United States District Court, W.D. Washington, Seattle

April 21, 2014

CLAY ROUECHE, Petitioner,
v.
THE UNITED STATES OF AMERICA, Respondent.

ORDER DENYING MOTION TO VACATE, SET ASIDE, OR CORRECT SENTENCE UNDER 28 U.S.C. 2255

ROBERT S. LASNIK, Magistrate Judge.

I. INTRODUCTION

This matter comes before the Court on Petitioner Clay Roueche's motion to vacate, correct, or set aside his sentence pursuant to 28 U.S.C. § 2255. Dkt. # 1.[1] Petitioner challenges the sentence imposed after he pled guilty to conspiracy to export cocaine, conspiracy to import marijuana, and conspiracy to engage in money laundering in CR07-344RSL. Dkt. # 1 at 1, 13. Having considered the memoranda and exhibits submitted by the parties, and the remainder of the record, the Court DENIES Petitioner's § 2255 motion.[2]

II. BACKGROUND

In October 2007, Petitioner, a Canadian citizen, and eight co-defendants were charged with conspiracy to possess cocaine with intent to distribute and to export, conspiracy to import marijuana, and conspiracy to engage in money laundering. CR # 1. Petitioner was arrested in Texas on May 19, 2008. CR # 28. A few months after Petitioner was arrested, a grand jury returned a Superseding Indictment, which charged Petitioner with conspiracy to export cocaine, conspiracy to distribute cocaine, conspiracy to import marijuana, using and carrying a firearm during a crime of drug trafficking, and conspiracy to engage in money laundering. CR # 49. On April 28, 2009, Petitioner pled guilty to one count of conspiracy to export cocaine, one count of conspiracy to import marijuana, and one count of conspiracy to engage in money laundering. CR # 257 at 1. In exchange, the government agreed to dismiss the remaining charges against Petitioner. CR # 258.

TASK TO CARRY OUT: Write out the court order above in full, word for word.

PROVIDED MATERIAL:
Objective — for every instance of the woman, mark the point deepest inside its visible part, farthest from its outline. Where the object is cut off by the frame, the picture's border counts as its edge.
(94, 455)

COMPLETED TASK:
United States District Court, W.D. Washington, Seattle

April 21, 2014

CLAY ROUECHE, Petitioner,
v.
THE UNITED STATES OF AMERICA, Respondent.

ORDER DENYING MOTION TO VACATE, SET ASIDE, OR CORRECT SENTENCE UNDER 28 U.S.C. 2255

ROBERT S. LASNIK, Magistrate Judge.

I. INTRODUCTION

This matter comes before the Court on Petitioner Clay Roueche's motion to vacate, correct, or set aside his sentence pursuant to 28 U.S.C. § 2255. Dkt. # 1.[1] Petitioner challenges the sentence imposed after he pled guilty to conspiracy to export cocaine, conspiracy to import marijuana, and conspiracy to engage in money laundering in CR07-344RSL. Dkt. # 1 at 1, 13. Having considered the memoranda and exhibits submitted by the parties, and the remainder of the record, the Court DENIES Petitioner's § 2255 motion.[2]

II. BACKGROUND

In October 2007, Petitioner, a Canadian citizen, and eight co-defendants were charged with conspiracy to possess cocaine with intent to distribute and to export, conspiracy to import marijuana, and conspiracy to engage in money laundering. CR # 1. Petitioner was arrested in Texas on May 19, 2008. CR # 28. A few months after Petitioner was arrested, a grand jury returned a Superseding Indictment, which charged Petitioner with conspiracy to export cocaine, conspiracy to distribute cocaine, conspiracy to import marijuana, using and carrying a firearm during a crime of drug trafficking, and conspiracy to engage in money laundering. CR # 49. On April 28, 2009, Petitioner pled guilty to one count of conspiracy to export cocaine, one count of conspiracy to import marijuana, and one count of conspiracy to engage in money laundering. CR # 257 at 1. In exchange, the government agreed to dismiss the remaining charges against Petitioner. CR # 258.